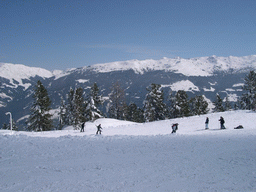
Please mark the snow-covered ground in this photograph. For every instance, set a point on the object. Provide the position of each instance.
(134, 157)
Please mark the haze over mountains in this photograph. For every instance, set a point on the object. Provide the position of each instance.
(198, 76)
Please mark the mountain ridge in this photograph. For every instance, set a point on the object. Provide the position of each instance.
(205, 76)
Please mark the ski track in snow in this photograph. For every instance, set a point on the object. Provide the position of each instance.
(134, 157)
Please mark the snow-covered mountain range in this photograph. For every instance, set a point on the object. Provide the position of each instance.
(198, 76)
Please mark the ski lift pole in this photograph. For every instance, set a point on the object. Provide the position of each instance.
(9, 113)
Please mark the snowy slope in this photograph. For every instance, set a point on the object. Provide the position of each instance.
(203, 66)
(134, 157)
(19, 72)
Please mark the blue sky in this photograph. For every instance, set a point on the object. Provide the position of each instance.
(61, 34)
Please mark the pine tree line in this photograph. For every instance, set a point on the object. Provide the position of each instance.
(78, 107)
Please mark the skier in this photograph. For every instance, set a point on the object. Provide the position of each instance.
(99, 128)
(207, 123)
(82, 127)
(222, 123)
(174, 127)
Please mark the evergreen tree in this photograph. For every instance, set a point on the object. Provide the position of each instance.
(173, 110)
(134, 113)
(5, 126)
(248, 99)
(94, 101)
(218, 104)
(116, 105)
(154, 106)
(198, 105)
(182, 103)
(70, 108)
(14, 126)
(62, 114)
(227, 105)
(40, 118)
(79, 107)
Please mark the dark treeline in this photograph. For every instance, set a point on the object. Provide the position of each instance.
(78, 107)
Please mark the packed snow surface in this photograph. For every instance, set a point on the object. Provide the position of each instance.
(134, 157)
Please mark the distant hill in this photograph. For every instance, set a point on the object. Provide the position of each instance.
(198, 76)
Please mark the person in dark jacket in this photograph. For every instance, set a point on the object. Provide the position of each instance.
(174, 127)
(207, 123)
(99, 128)
(82, 127)
(222, 123)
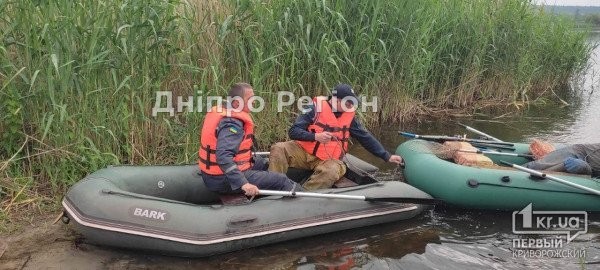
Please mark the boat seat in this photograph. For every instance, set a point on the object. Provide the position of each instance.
(344, 182)
(233, 199)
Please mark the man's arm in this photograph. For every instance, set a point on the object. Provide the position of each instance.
(298, 131)
(366, 139)
(230, 134)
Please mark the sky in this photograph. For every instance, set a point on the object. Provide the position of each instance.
(570, 2)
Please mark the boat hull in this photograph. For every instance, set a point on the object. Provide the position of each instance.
(167, 210)
(499, 189)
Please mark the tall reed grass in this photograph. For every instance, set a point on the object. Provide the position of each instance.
(78, 78)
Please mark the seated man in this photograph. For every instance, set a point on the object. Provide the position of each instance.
(320, 140)
(577, 159)
(225, 155)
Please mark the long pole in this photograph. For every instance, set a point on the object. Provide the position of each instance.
(480, 133)
(554, 178)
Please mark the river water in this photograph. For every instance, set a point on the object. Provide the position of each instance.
(438, 239)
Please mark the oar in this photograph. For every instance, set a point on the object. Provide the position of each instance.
(349, 197)
(448, 138)
(480, 132)
(554, 178)
(493, 145)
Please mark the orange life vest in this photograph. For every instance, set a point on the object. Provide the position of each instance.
(208, 141)
(325, 120)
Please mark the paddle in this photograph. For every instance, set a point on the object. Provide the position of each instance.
(491, 145)
(349, 197)
(479, 132)
(444, 151)
(448, 138)
(554, 178)
(497, 153)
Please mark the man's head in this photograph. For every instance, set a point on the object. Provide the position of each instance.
(343, 98)
(239, 94)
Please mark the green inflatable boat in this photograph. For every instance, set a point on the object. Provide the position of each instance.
(168, 210)
(493, 188)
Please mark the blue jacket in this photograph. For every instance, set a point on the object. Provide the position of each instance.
(299, 132)
(230, 133)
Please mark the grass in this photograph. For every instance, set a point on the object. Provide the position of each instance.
(78, 79)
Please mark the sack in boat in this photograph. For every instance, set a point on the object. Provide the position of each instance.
(467, 159)
(539, 149)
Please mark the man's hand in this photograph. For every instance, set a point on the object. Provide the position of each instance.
(250, 189)
(323, 137)
(396, 159)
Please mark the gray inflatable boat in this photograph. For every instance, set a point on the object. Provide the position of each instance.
(168, 210)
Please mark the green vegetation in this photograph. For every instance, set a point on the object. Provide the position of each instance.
(593, 19)
(78, 78)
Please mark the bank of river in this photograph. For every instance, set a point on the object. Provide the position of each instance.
(438, 239)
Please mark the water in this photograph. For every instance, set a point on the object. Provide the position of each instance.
(438, 239)
(459, 239)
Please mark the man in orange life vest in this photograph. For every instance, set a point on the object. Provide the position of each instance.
(320, 139)
(225, 155)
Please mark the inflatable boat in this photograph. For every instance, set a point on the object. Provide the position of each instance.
(168, 210)
(500, 188)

Task brief » Each of the lines above should be transcribed exactly; no image is to be copied.

Result of this exercise »
Please mark the snow-covered ground in this photograph. For every instance, set a point on the object. Provide the position of each instance.
(134, 157)
Please mark the haze over mountains in this photograph. For every instance, set a point on the object. Provide the position of each instance.
(198, 76)
Please mark the mountain ridge in this photograph. For every instance, set a point on the object. Provide the position of each instance.
(205, 76)
Please mark the ski track in snow in this photograph. For every instance, set a point on the object. Provide the position of each instance.
(134, 157)
Please mark the snow-covered mountain range in this photograph. For every instance, set a point on the object. Provide the position of each instance.
(198, 76)
Please mark the ski lift pole in this photograph. For every instance, set a point on the object. Provide the position of each instance.
(9, 113)
Please mark the snowy slope in this photograph. For every instance, set a point on the object. Provide the position of each instance.
(203, 66)
(134, 157)
(19, 72)
Please mark the blue sky in this photograph. For every instance, set a point on the object. Provide the position of each instance.
(61, 34)
Please mark the pine tree line in this photograph. For every instance, set a point on the object. Provide the position of each instance.
(78, 107)
Please mark the skier in this photograph. For every instance, set a point on the object. Provide the position of each instance.
(99, 128)
(207, 123)
(82, 127)
(222, 123)
(174, 127)
Please mark the evergreen tree in this photograph. For every instance, set a point on the object. Provide the position of each instance.
(173, 110)
(134, 113)
(5, 126)
(248, 99)
(94, 101)
(218, 104)
(116, 105)
(154, 106)
(198, 105)
(182, 103)
(70, 108)
(14, 126)
(62, 114)
(227, 105)
(40, 118)
(79, 107)
Please mark the dark treeline in this photograph. For every instance, set a point on the object. Provide the position of each instance.
(78, 107)
Please mark the packed snow surface in this photograph. For every instance, set a point on the object. Provide the position of each instance.
(134, 157)
Please mark the distant hill in this photograph. For every instance, set a point on the object. Provide the position of each instance.
(198, 76)
Please mark the person in dark jacket in this photograph. For every instance, set a point on the object. Provide the position of each instance.
(174, 127)
(207, 123)
(99, 128)
(82, 127)
(222, 123)
Please mark the boat seat in this photograph. For every instance, set a point on the object. Provide the position of each instance.
(344, 182)
(233, 199)
Please mark the man's arm in this photograph. For every instance, set a point on the object. Provide the position of each instance.
(298, 131)
(366, 139)
(230, 134)
Please mark the sky in this photograph. For every instance, set a point on the object. Provide the position of each instance.
(570, 2)
Please mark the boat hull in this photograph. For every instance, set a point on the object. Provide the position of each instance.
(167, 210)
(499, 189)
Please mark the tall reed grass in this photograph. For every instance, set a point on the object. Provide the position of each instance.
(78, 78)
Please mark the seated man in this photograph. For every instance, set a point on the object. Provide the position of each instance.
(320, 140)
(577, 159)
(225, 155)
Please mark the long pole in this photograph. For every instance, set a point on the object. Provide the position of each instance.
(480, 133)
(554, 178)
Please mark the river water in this photograph. For every instance, set a point on the object. Provide the position of each instance.
(438, 239)
Please mark the oar in this photograph. For every instance, set a point on the object. Provide the position of each instance.
(349, 197)
(448, 138)
(480, 132)
(554, 178)
(493, 145)
Please mark the orange life vest in this photograph. For every instance, set a point on the object. Provide the position of each instance.
(208, 141)
(325, 120)
Please mark the paddle in this photograph. For every instance, set a point on the object. Provide the position of each instance.
(491, 145)
(349, 197)
(479, 132)
(444, 151)
(448, 138)
(554, 178)
(497, 153)
Please mark the man's head in this photograph. For every instance, set a point on the object. Provide the position of each instance.
(343, 98)
(239, 94)
Please mark the green inflatable boat in this photograph. For every instance, set a point on the object. Provide the position of each instance.
(168, 210)
(493, 188)
Please mark the blue jacket in this photograph. For every instance, set a point on the object. Provide the position of each instance.
(299, 132)
(230, 133)
Please mark the grass in this photograph. For every instance, set a point on the object. Provide the position of each instance.
(78, 79)
Please mark the sack in boat in this photograph. For every instance, set a point on the object. Provide the position of each instance.
(467, 159)
(539, 149)
Please mark the man's hand in this photograph. For every instance, set a point on the object. Provide the position of each instance.
(250, 189)
(323, 137)
(396, 159)
Please mark the gray inflatable boat in this photograph. For every instance, set a point on the object. Provide the position of each instance.
(168, 210)
Please mark the green vegetation in this photograph. For every instance, set a point on the object. Provide the position of each instance.
(593, 19)
(78, 78)
Please mark the bank of river in this photograph. For every instance, set a point on the object. Provide the position of each instance.
(438, 239)
Please mark the water in this photograph. For every instance, set a point on the object. Provide the position of each instance.
(438, 239)
(459, 239)
Please mark the man in orange life vest in this photograph. For every instance, set a point on the object. Provide the position of each instance.
(320, 139)
(225, 155)
Please mark the inflatable boat in this photograph. For every instance, set a point on the object. Provide the position of each instance.
(168, 210)
(500, 188)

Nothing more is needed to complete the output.